* **TEXTO SELECCIONADO**:

Hay una vasija larga y profunda, silenciosa, nunca, nunca referida por ninguno que haya entrado en ella. Qué acto de coraje mayor es enfrentarla, cuánto crecer para aceptarla, hasta dónde descender para mirarla de frente sin llorar.
Sigo habitando noviembre hasta que estas palabras sean reflejo en las pupilas, hasta que no quede más remedio que entender que la arena se vaciará definitiva cuando su último grano ya no resista la gravedad. Y el gran creativo volverá a girar el tiempo y algunos ya no estarán en los abrazos de la fiesta y la marea del nuevo siglo entrará vacía, sin el plancton que nunca supo nadar.
¿Será que estos retrasos inocentes son una manera de suspender el avance?
Habitar minutos pretéritos, causas pendientes, trasnoches, ¿congelará el precipicio? ¿Hasta dónde podrá el alma burlar el quehacer de las horas, su cauce incesante, su último llamado a la despedida?
Vivimos sobre una esfera de órbita enloquecida, somos tal cual los cientos de miles de planetas que circulan en elíptica, como aleteo de polillas ciegas en busca de luz ajena.
Un saludo de noviembre como todos los noviembres que nos alejan de las proyecciones y nos obligan a habitar el presente como último refugio.
A veces uno cree que ya no hay nada más que decir, que el acontecer pareciera no interesarse en repetir sus tragedias o sus gozos, que los niños y sus muertes circulan muy rápido frente a quienes, sabiéndolo, siguen de compras en el supermercado. Pero las palabras, como los meses, como los años, emergen encadenadas al sentido, para un día acabarnos todos en ese segundo silencioso y único, el que nos espera sin rostro, con su sonrisa leve, al que iremos conociendo a medida que se nos apague esta vida.
La muerte comienza a ser familia en el preciso momento que nos da a luz.

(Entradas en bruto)
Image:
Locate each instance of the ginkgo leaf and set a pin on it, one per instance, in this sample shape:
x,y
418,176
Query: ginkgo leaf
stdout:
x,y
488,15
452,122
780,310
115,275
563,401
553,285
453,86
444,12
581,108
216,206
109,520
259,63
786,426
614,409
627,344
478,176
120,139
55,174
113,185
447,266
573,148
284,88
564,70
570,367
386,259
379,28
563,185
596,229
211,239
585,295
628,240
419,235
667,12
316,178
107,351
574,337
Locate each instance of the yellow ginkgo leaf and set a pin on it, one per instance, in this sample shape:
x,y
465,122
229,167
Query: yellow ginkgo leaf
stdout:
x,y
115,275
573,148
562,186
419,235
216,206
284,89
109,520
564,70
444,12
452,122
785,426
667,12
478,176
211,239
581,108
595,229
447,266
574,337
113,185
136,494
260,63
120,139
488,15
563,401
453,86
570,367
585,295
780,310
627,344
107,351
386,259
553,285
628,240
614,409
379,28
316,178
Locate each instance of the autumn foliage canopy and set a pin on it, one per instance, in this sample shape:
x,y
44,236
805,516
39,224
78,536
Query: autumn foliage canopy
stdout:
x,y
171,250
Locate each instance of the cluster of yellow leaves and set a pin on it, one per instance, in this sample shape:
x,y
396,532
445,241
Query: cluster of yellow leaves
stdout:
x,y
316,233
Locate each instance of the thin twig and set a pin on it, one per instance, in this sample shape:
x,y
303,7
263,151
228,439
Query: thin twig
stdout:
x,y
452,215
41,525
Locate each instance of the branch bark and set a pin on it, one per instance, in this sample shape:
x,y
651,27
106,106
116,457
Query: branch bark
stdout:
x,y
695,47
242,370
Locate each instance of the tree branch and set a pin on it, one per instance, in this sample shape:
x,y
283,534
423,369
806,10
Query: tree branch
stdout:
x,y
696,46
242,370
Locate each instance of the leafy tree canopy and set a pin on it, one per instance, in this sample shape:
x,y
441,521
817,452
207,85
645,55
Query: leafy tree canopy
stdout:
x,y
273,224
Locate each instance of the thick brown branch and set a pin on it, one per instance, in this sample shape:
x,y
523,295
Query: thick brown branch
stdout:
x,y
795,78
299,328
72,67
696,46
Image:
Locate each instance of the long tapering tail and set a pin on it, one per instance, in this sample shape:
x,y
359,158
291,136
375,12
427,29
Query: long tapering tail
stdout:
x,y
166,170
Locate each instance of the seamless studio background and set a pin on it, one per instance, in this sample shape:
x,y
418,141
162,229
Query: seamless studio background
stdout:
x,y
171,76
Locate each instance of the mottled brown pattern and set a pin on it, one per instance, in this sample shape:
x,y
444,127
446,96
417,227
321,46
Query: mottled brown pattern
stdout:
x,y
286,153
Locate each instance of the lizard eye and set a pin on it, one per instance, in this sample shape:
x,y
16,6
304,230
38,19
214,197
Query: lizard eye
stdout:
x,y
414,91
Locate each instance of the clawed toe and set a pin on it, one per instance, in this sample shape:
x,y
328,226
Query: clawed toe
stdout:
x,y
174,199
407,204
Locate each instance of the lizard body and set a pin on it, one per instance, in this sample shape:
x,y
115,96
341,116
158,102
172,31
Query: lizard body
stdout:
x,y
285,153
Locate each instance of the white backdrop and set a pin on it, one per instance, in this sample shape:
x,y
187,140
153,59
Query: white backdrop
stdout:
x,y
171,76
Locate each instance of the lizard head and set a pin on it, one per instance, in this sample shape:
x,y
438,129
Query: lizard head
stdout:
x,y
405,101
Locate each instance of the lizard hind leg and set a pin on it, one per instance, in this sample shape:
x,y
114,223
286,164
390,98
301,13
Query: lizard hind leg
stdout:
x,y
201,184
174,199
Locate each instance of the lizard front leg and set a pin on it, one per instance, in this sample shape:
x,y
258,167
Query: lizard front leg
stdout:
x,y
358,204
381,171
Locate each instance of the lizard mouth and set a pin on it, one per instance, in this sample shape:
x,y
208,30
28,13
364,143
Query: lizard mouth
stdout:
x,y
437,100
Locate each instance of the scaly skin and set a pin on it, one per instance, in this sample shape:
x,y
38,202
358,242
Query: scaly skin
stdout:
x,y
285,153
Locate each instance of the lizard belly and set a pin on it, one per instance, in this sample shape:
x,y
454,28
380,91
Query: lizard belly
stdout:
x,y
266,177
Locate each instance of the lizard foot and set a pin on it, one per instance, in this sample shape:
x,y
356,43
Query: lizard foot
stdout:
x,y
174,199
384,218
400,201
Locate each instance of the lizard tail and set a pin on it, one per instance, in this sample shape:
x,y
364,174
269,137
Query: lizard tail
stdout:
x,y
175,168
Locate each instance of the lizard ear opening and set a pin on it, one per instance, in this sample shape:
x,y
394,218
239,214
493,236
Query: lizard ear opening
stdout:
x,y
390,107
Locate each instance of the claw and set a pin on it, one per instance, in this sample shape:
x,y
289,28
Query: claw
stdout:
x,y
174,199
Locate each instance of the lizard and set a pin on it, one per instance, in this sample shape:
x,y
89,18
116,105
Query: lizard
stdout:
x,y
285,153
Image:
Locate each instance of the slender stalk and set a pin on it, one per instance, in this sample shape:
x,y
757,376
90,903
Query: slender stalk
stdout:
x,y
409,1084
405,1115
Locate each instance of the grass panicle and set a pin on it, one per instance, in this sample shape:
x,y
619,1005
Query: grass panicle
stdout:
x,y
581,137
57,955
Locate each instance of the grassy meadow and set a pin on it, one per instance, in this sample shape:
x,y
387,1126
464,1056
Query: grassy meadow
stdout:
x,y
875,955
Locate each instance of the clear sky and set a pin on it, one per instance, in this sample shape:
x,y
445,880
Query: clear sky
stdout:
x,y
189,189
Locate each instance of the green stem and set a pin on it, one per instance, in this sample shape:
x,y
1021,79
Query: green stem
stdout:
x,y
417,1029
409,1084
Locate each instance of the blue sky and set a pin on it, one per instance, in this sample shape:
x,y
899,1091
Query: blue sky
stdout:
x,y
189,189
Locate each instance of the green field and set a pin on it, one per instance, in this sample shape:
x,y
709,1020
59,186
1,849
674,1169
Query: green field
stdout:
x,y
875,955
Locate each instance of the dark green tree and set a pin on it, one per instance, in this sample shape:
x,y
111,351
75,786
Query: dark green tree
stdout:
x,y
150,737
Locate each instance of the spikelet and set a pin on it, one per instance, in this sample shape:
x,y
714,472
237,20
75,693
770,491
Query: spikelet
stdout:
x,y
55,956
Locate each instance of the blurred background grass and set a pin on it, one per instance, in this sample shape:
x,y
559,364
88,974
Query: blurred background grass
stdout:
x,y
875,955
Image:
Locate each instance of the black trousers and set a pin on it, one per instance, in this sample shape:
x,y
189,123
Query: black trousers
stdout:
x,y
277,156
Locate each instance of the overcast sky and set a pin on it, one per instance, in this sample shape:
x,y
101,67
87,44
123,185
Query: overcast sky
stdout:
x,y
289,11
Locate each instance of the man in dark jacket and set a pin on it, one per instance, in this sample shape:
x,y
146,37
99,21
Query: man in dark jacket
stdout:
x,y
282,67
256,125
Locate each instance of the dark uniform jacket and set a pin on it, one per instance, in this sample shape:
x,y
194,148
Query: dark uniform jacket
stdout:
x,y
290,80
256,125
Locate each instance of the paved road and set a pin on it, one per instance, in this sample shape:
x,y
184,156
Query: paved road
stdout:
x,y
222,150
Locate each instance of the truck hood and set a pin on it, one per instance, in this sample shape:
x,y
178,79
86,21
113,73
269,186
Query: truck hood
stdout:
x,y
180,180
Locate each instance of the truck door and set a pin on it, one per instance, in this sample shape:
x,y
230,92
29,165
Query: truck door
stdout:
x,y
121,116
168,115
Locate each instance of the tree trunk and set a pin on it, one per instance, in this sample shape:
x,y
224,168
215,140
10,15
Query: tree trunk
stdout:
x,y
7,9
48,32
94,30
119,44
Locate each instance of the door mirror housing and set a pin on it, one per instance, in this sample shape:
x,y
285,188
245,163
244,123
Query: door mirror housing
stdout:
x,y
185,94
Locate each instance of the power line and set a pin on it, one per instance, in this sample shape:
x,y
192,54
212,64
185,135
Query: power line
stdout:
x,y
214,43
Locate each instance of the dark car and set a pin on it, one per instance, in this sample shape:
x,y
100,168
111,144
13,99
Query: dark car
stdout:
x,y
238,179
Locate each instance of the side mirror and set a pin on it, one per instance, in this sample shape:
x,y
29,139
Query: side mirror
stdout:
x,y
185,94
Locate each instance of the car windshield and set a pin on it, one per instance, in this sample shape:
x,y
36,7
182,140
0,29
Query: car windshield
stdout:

* **CONSIGNAS DEL EJERCICIO**:
1. Según el texto seleccionado, ¿en qué momento comienza la muerte a ser familia?
2. Indique si cada afirmación concuerda con el texto seleccionado y cite las palabras que lo deciden. (a) Vivimos sobre una esfera de órbita enloquecida. (b) La marea del nuevo siglo entrará llena de plancton. (c) Los noviembres nos obligan a habitar el pasado como último refugio.

* **EN RESPUESTA**:
1. En el preciso momento que nos da a luz.

2.
(a) Sí: «Vivimos sobre una esfera de órbita enloquecida».
(b) No: «la marea del nuevo siglo entrará vacía, sin el plancton que nunca supo nadar».
(c) No: «nos obligan a habitar el presente como último refugio».